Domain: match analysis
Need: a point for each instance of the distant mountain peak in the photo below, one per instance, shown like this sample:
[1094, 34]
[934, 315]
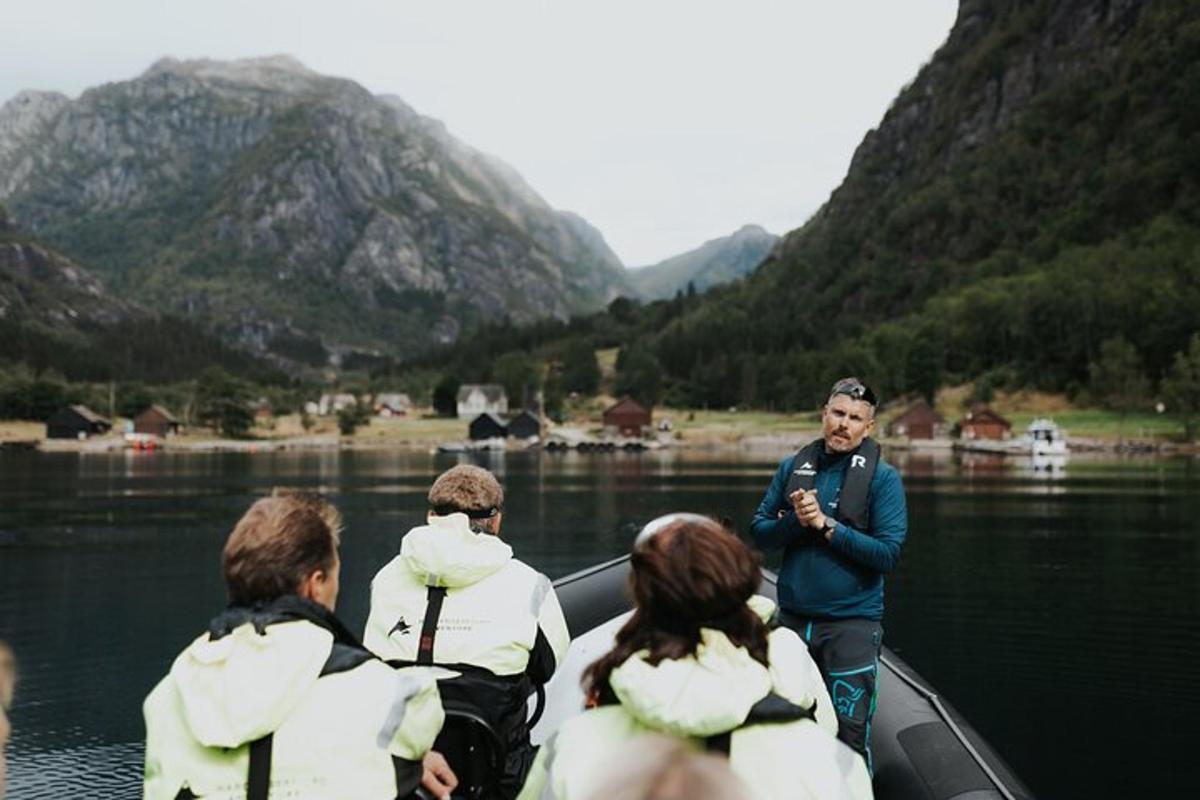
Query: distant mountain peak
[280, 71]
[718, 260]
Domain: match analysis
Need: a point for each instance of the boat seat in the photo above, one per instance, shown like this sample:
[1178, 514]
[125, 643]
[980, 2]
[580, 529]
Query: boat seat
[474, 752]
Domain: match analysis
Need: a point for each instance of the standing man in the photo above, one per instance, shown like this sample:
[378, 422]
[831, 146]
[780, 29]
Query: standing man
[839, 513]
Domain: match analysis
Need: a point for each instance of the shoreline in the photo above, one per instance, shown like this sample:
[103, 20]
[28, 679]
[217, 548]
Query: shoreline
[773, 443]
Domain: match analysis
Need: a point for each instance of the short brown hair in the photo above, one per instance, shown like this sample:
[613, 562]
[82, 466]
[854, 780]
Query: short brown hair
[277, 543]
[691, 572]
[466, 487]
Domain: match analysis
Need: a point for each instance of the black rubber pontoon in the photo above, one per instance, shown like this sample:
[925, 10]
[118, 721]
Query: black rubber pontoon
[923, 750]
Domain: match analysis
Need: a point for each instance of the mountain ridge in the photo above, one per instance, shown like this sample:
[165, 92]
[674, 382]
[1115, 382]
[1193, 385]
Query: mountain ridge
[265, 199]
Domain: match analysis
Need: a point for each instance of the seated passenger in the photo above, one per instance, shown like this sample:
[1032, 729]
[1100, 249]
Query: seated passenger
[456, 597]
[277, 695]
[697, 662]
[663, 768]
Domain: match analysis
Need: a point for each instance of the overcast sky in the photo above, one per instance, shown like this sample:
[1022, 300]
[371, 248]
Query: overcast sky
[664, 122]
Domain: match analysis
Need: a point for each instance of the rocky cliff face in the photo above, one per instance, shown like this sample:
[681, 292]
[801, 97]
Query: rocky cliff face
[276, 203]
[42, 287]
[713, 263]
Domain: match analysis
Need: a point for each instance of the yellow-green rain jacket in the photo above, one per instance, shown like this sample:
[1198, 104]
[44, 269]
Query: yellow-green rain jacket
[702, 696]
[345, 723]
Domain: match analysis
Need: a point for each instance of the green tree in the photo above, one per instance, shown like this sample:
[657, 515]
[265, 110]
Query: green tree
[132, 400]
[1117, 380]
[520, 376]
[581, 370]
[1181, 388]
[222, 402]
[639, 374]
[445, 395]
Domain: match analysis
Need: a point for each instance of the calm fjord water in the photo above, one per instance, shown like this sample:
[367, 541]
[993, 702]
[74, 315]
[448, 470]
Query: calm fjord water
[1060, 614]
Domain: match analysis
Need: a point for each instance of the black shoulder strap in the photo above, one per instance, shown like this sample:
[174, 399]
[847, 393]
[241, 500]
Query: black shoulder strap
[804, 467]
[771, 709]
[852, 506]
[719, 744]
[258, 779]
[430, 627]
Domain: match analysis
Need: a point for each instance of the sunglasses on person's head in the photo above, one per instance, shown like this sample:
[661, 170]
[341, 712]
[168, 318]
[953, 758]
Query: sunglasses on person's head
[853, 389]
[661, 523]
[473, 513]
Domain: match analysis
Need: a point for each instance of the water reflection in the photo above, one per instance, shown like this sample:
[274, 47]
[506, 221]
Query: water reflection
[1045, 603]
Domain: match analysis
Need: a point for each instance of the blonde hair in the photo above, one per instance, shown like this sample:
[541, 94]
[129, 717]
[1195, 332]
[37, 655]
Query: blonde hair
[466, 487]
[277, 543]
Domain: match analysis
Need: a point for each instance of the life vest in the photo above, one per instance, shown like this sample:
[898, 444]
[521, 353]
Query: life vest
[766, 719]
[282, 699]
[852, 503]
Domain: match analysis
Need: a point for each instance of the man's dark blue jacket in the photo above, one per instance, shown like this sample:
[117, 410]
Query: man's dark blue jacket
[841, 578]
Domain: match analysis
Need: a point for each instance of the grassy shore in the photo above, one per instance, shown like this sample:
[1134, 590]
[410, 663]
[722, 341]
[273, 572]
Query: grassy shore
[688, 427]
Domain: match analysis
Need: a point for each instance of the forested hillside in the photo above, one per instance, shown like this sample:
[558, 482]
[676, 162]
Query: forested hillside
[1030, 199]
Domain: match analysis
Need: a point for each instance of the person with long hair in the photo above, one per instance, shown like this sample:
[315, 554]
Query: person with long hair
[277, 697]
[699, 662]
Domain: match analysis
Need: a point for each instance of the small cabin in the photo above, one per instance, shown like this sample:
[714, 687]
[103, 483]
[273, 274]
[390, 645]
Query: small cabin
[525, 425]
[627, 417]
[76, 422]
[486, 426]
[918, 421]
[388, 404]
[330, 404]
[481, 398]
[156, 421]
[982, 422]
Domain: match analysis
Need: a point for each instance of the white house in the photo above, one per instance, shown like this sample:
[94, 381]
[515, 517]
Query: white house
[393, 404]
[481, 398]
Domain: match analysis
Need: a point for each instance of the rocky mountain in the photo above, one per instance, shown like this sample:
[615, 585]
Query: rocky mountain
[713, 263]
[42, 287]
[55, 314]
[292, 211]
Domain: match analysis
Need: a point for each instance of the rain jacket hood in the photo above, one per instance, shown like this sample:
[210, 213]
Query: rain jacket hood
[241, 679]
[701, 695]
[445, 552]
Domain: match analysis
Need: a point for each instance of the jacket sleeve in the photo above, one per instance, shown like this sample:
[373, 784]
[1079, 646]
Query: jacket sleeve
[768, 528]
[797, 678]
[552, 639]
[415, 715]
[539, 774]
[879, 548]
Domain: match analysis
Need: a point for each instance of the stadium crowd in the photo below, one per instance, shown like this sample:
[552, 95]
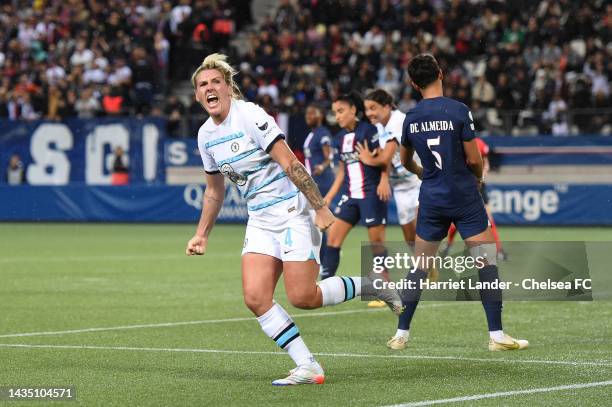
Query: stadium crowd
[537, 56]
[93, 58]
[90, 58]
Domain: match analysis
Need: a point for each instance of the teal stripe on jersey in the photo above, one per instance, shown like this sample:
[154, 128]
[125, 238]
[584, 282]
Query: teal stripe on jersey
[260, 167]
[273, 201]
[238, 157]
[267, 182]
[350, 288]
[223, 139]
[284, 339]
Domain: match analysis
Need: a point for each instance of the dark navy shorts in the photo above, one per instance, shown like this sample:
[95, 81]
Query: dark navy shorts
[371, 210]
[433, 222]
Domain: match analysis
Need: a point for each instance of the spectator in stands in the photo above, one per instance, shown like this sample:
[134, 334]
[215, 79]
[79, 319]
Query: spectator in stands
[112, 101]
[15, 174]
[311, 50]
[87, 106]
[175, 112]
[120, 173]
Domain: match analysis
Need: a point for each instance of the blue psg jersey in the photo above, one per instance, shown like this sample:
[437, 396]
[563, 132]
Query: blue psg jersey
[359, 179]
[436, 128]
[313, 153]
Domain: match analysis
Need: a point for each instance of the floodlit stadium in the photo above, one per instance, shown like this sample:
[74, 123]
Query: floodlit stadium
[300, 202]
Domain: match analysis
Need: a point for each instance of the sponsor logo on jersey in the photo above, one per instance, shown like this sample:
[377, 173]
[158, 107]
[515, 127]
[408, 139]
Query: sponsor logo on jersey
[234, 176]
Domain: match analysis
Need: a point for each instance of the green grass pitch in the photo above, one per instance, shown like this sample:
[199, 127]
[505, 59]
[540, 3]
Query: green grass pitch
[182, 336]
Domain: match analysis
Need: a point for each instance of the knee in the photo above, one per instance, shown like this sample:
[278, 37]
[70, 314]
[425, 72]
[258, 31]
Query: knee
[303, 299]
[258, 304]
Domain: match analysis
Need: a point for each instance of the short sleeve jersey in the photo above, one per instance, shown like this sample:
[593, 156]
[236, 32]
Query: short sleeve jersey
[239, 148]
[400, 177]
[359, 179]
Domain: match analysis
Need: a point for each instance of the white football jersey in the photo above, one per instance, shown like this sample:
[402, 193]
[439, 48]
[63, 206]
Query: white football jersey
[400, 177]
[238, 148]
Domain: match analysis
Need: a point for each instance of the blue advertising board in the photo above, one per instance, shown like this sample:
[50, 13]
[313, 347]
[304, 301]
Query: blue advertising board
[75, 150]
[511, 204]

========================================

- WHAT NEEDS TO BE DONE: Work through the data and report how many of its lines hold the word "below", giving only the figure.

- YOUR RESPONSE: 2